▸ WORK INSTRUCTIONS
Edit the lines from the first one through the one containing "point(227, 248)": replace "white dress shirt" with "striped dress shirt" and keep everything else the same. Return only those lines, without the pictures.

▸ WORKING DATA
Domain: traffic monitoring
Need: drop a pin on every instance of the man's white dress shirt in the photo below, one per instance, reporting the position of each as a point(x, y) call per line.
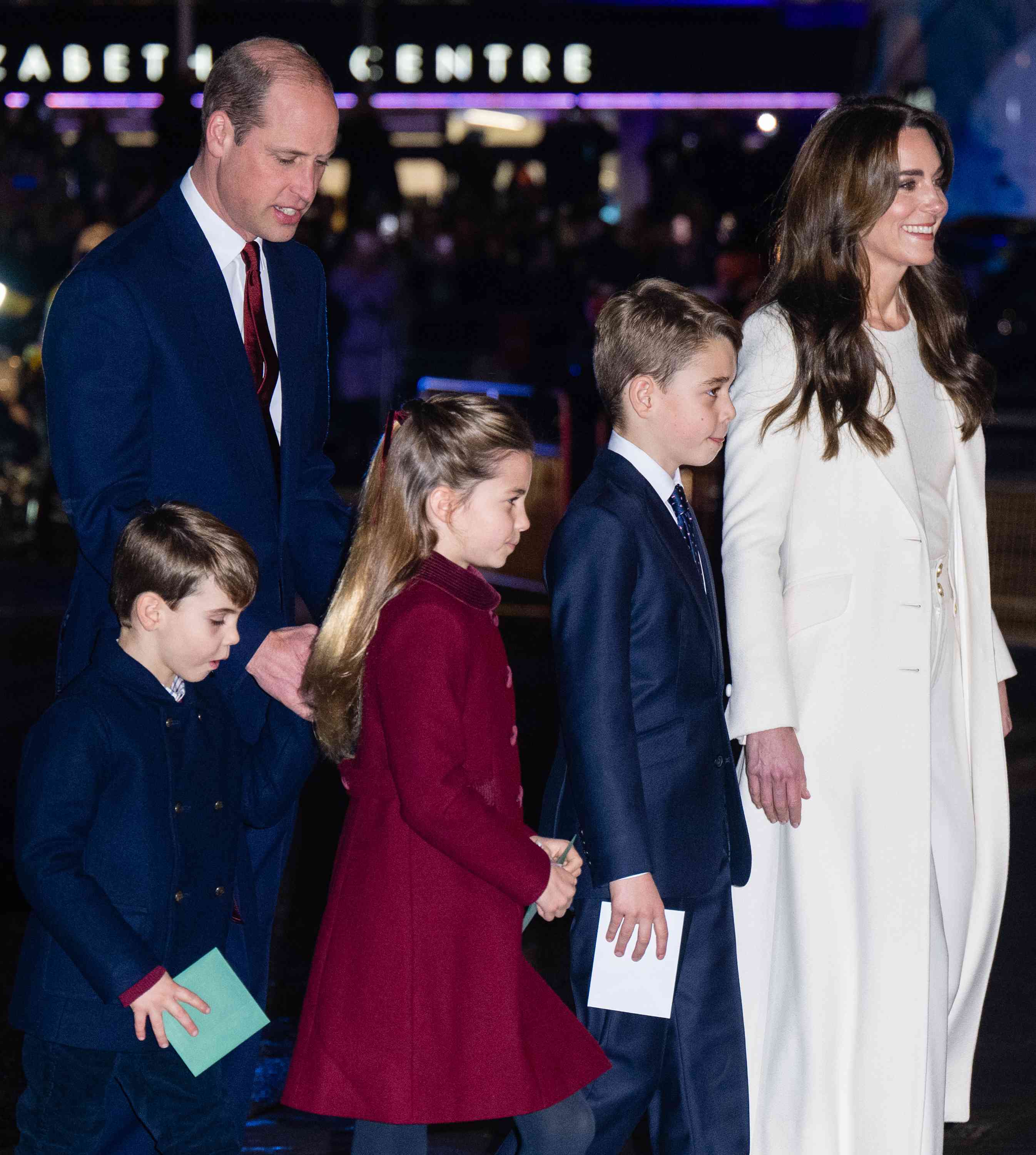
point(227, 248)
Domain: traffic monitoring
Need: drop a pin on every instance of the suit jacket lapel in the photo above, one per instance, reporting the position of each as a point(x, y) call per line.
point(219, 327)
point(670, 536)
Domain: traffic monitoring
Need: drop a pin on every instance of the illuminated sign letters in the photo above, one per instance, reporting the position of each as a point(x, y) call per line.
point(409, 64)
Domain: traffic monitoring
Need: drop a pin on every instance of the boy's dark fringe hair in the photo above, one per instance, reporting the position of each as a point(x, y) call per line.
point(171, 549)
point(653, 328)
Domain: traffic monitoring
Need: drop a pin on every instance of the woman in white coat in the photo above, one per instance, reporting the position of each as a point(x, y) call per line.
point(866, 655)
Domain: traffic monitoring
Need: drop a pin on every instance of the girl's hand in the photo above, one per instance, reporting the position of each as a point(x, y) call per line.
point(557, 898)
point(555, 848)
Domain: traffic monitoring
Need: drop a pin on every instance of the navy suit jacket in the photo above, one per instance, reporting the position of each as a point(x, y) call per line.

▸ FINISHED TASK
Domain: traffic monitoring
Need: drop a pin on every instance of the man's striped dress shirt in the photo below, one per instance, reporting the position of each as a point(x, y) call per line.
point(227, 248)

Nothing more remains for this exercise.